Turn everything from the start of the entries down to the line containing "246 0 262 300" into a numbered list, with blank lines omitted.

Entries on locating named things
----------------
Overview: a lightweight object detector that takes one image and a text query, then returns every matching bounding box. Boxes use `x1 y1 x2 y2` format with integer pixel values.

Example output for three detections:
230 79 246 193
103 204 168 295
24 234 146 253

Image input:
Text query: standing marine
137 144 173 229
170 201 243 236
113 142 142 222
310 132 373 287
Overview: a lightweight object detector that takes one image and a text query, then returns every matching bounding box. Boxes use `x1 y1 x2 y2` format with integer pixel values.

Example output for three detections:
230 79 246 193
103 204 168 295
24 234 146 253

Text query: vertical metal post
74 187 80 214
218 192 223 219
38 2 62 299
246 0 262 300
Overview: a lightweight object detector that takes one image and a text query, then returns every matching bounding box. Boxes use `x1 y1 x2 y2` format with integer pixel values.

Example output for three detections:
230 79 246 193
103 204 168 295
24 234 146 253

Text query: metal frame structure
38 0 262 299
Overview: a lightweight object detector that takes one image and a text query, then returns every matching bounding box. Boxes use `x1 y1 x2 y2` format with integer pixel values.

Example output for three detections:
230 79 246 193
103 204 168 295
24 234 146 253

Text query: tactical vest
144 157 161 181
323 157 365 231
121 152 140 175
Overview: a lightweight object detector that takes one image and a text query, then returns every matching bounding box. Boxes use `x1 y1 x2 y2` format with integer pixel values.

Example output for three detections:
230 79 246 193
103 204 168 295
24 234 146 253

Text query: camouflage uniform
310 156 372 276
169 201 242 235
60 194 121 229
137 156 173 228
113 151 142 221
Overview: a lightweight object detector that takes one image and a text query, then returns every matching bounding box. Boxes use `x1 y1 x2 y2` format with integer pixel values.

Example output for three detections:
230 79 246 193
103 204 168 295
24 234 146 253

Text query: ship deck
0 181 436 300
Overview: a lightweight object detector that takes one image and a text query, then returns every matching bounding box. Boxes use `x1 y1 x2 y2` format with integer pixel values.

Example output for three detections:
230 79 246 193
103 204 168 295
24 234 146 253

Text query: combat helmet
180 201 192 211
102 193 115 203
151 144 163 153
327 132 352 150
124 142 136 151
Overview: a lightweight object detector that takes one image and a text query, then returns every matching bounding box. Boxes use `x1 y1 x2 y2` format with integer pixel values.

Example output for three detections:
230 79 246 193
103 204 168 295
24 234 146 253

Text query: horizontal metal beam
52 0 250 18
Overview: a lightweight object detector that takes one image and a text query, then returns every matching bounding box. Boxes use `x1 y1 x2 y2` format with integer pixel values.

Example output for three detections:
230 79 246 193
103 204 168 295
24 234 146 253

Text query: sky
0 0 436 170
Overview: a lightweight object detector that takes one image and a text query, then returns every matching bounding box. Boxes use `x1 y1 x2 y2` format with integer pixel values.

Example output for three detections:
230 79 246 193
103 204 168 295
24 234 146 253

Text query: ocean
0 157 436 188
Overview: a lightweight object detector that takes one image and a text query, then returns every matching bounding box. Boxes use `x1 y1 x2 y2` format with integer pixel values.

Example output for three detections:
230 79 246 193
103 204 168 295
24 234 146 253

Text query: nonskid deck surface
----------------
* [ANSWER TO THIS EXERCISE]:
1. Overview: a lightweight object detector that takes one image and a text query, then returns every matching bounding box. Boxes use `x1 y1 x2 y2` format with integer pixel values.
2. Example output for three detections:
3. 230 79 246 193
4. 103 204 168 295
5. 24 234 146 253
6. Image input:
7. Text query: standing marine
8. 137 144 173 229
9. 170 201 243 236
10. 113 142 142 222
11. 310 132 373 287
12. Overview: a lightweight object detector that takes one image and a text query, then returns every matching bounding box. Boxes use `x1 y1 x2 y2` format with integer pixel values.
13. Example output for three detections:
14. 230 79 246 193
15. 103 204 168 295
16. 24 234 146 253
17. Text query: vertical metal post
18. 74 187 80 214
19. 218 192 223 219
20. 38 2 62 299
21. 246 0 262 300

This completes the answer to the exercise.